§ SUPPLIED TEXT:
________

December 10, 2008 | 2:00 pm

As fractions of the beam are extracted in short bursts, or pings, the amount of beam in the Main Injector, represented by the green line, spikes while the amount of current in the Main Injector extraction magnet, represented by the red line, drops.

As fractions of the beam are extracted in short bursts, or pings, the amount of current in the Main Injector extraction magnet, represented by the green line, spikes while the amount of beam in the Main Injector, represented by the red line, drops.

By temporarily altering the way the Main Injector releases beam, the Fermilab Accelerator Division has shown that physicists can use it to test machinery built for future accelerators.

The recently demonstrated mode of transferring beam out of the Main Injector imitates the way future colliders, such as the International Linear Collider, would function.

“We can provide users with beam that has the characteristics they want,” says Fermilab engineer Peter Prieto, who helped reconfigure the Main Injector slow extraction regulator.

Rather than releasing beam in one of the usual methods–all at once or draining in a slow spill over a period of one to four seconds–division scientists released beam in short spurts, or pings, that took a matter of milliseconds to fire.

________

[Recorded data]
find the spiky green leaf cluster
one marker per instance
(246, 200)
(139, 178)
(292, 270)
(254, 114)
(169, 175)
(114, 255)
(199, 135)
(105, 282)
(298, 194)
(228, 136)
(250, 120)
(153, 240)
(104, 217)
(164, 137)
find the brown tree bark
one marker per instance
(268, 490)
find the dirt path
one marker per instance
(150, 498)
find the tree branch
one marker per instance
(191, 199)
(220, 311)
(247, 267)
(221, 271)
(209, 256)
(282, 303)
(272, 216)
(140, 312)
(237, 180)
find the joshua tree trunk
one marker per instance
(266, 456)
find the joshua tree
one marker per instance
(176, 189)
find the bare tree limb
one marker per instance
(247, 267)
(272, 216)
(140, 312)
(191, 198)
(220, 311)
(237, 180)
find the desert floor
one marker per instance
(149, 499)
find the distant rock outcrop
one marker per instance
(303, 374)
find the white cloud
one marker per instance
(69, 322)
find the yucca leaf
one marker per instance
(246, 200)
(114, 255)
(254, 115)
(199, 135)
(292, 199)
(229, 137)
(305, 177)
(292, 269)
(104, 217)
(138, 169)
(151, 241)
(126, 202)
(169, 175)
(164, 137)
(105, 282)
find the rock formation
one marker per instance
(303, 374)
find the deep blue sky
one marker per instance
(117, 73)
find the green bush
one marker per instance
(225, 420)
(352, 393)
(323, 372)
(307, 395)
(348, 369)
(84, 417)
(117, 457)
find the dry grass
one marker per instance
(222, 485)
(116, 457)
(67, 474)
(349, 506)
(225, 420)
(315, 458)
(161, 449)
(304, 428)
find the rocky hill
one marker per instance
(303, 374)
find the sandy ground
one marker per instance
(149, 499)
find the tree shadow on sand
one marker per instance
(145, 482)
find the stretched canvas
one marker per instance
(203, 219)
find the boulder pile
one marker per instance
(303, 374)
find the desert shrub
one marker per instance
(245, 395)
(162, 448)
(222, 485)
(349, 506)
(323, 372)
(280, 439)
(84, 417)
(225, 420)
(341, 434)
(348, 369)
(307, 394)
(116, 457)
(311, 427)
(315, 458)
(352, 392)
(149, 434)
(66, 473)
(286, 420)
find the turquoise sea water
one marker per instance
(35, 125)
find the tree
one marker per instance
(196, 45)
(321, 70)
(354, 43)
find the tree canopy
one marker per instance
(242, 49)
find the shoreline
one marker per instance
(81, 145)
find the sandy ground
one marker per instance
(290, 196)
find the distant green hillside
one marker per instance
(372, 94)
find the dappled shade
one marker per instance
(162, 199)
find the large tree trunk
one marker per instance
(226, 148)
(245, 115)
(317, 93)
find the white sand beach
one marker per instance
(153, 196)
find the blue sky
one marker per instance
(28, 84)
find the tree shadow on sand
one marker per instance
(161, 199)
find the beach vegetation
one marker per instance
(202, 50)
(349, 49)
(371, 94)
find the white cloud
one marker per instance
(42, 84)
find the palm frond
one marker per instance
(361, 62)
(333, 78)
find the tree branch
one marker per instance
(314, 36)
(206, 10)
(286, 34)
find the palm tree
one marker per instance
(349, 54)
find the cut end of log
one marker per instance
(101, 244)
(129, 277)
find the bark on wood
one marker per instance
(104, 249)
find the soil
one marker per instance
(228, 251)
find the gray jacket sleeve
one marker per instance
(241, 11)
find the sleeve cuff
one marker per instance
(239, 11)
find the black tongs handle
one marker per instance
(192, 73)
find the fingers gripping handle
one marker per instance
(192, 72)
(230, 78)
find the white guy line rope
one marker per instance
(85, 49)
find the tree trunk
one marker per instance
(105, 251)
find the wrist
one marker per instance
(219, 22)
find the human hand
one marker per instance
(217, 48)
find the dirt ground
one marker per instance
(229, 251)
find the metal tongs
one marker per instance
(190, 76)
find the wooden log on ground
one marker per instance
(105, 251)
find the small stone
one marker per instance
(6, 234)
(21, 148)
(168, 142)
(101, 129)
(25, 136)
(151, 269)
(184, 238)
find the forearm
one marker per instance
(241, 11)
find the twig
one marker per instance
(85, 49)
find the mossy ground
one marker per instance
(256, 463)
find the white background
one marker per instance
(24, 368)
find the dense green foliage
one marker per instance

________

§ TASK INSTRUCTIONS:
• a. Do the following statements agree with the Main Injector text? (i) Division scientists released beam in pings that took milliseconds to fire. (ii) In the usual slow spill, beam drains over a period of up to ten seconds. (iii) Peter Prieto is described as a Fermilab engineer.
• b. Echo a passage of the Main Injector text word for word, beginning at the words that have "The recently demonstrated" and stopping after "Collider, would function.".

§ FULL ANSWERS:
• a.
(i) Yes: "division scientists released beam in short spurts, or pings, that took a matter of milliseconds to fire."
(ii) No: "draining in a slow spill over a period of one to four seconds"
(iii) Yes: "says Fermilab engineer Peter Prieto"

• b.
The recently demonstrated mode of transferring beam out of the Main Injector imitates the way future colliders, such as the International Linear Collider, would function.